Rewrite all the entries below with "tight box" renamed to "snug box" and everything else left unchanged. Omit the pictures from your answer.

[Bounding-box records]
○ ○ ○ ○
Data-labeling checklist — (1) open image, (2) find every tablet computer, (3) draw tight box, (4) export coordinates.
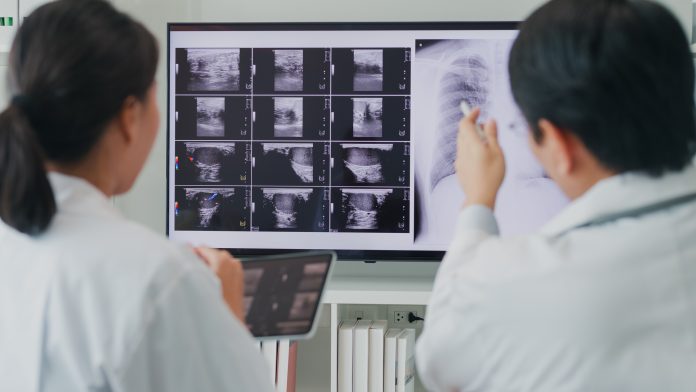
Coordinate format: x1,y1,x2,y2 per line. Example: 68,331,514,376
242,251,336,340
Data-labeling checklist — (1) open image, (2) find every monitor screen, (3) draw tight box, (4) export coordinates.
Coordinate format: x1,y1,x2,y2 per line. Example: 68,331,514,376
167,23,567,260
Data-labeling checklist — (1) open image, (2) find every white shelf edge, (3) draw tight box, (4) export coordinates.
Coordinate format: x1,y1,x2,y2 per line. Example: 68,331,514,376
○ ○ ○ ○
[Output below]
Data-labeling checklist — (1) open image, (2) find every tablet computer, (3) draw snug box, (4) export coordinates.
Coordinate format: x1,y1,x2,y2 per line. Example: 68,331,514,376
242,251,336,340
Data-labeling checklist — (1) open image, (2) find every monitor screen, (3) draw snug box, (4) export coordinates.
Coordinate format: x1,y1,x2,y2 per line. Example: 68,331,514,376
167,23,567,260
Data-labeling checklist — (1) open image, (2) find every white shelf edge, (3) draw snug box, (4) export coordinates.
Coordinate format: x1,y1,x2,y2 per line. Example: 68,331,514,376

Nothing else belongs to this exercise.